# Start of Page extract

Intriguing dramas in rural settings dominate this month’s picks.



‘Sweet Dreams’


I’ve been eagerly awaiting a new film from Ena Sendijarevic ever since her debut feature, “Take Me Somewhere Nice,” blew me away in 2019 with its mordant, sharply observed tale of a Dutch teenager reconnecting with her estranged Bosnian father and his homeland. Her follow-up, “Sweet Dreams,” which premiered at festivals in 2023, is finally available to stream in the United States — and it confirms Sendijarevic as one of the directors to watch in world cinema today.


Set in Dutch-ruled Indonesia in the early 20th century, the film is an exquisitely staged historical drama about a colonial family’s downward spiral after the death of their patriarch. Jan (Hans Dagelet), the owner of a sugar plantation, dies suddenly one day. No one’s all that upset about it: His neglected, corseted wife (Renée Soutendijk) seems relieved, and Jan’s son Cornelius travels in an almost gleeful haste from the Netherlands in the hopes of selling the estate and making some money. The only problem is that Jan has left all his wealth and property to the young son he has sired with Siti (Hayati Azis), the family maid.

# End of Page extract

◆ Stated exercise
In the film review about "Sweet Dreams," who inherits all of Jan's wealth and property? The listing that comes next plays no part in this work.

# Start of Excerpted data

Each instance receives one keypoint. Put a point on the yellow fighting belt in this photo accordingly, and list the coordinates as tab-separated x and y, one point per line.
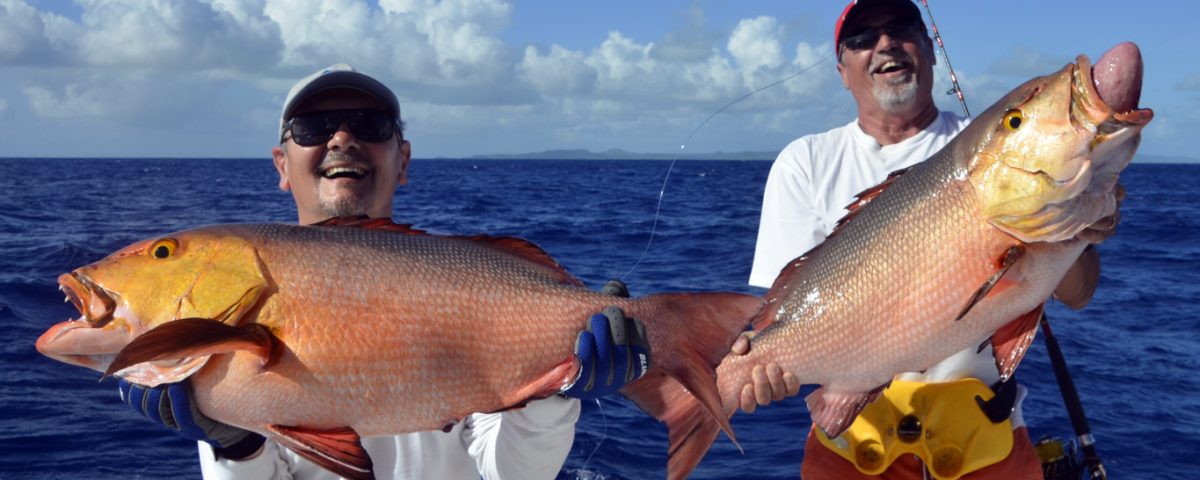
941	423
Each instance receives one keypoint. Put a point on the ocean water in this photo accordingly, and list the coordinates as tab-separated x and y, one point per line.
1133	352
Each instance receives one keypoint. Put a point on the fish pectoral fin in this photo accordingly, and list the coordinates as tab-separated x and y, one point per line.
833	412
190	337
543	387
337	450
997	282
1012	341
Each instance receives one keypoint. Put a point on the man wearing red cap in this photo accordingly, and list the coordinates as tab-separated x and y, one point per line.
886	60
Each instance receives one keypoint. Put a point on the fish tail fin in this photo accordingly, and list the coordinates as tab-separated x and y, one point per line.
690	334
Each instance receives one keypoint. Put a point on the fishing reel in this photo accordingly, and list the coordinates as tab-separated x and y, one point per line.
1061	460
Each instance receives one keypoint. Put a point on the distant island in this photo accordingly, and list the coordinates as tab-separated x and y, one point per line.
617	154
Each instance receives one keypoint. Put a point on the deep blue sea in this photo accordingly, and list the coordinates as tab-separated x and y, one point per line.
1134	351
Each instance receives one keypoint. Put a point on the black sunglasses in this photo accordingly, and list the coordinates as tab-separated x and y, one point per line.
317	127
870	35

# End of Excerpted data
# Start of Excerpted data

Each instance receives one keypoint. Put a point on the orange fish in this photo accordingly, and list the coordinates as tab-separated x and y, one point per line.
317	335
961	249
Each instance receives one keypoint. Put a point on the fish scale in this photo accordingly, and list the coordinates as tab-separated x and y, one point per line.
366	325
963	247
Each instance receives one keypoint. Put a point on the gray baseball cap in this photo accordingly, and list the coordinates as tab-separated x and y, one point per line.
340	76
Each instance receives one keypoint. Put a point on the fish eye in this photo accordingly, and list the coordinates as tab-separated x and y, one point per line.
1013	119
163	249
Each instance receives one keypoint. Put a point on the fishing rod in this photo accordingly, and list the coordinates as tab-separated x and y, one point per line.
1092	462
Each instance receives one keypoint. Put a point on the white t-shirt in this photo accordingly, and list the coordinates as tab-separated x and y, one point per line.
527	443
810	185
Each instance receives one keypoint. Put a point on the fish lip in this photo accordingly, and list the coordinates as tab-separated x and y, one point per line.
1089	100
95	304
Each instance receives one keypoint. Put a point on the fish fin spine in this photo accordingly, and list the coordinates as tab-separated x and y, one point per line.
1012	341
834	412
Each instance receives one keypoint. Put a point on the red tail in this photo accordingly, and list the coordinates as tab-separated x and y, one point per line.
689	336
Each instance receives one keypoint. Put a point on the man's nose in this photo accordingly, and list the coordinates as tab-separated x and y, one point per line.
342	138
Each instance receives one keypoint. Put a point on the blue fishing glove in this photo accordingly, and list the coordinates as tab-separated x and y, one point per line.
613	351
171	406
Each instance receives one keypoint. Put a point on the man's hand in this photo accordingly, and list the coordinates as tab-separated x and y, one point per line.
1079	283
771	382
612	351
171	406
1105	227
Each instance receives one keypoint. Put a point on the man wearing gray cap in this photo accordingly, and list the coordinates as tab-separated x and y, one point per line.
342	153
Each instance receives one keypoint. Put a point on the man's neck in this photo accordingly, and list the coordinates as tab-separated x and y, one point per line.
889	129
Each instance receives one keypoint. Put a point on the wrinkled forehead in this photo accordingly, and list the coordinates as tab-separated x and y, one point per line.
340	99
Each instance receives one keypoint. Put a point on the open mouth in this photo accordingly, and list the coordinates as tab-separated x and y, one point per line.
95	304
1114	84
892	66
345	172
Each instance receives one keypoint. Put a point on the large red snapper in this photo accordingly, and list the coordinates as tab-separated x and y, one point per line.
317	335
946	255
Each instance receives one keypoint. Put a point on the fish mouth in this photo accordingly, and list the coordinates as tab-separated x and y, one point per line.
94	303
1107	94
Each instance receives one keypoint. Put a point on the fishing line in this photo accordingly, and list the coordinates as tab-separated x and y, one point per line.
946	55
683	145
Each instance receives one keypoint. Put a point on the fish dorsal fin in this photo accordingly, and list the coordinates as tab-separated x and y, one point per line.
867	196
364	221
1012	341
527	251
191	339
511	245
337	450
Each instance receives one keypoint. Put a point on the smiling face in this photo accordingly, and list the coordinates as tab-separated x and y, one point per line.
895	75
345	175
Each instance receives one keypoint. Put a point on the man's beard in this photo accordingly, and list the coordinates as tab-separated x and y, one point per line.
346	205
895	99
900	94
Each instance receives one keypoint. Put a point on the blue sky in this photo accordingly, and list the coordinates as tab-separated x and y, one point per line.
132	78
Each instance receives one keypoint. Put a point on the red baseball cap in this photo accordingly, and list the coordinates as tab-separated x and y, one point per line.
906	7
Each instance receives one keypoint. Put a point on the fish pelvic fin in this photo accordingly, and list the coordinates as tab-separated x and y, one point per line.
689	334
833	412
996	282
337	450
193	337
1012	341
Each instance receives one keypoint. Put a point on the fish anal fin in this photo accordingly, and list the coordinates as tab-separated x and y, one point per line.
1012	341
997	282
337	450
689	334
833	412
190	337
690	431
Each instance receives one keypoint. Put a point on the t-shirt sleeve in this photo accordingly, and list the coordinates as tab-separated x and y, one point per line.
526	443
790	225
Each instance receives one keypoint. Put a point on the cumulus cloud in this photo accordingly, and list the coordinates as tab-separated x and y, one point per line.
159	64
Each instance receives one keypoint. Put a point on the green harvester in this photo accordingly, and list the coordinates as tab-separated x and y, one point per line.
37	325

# End of Excerpted data

◆ Problem solution
The young son he fathered with Siti, the family maid.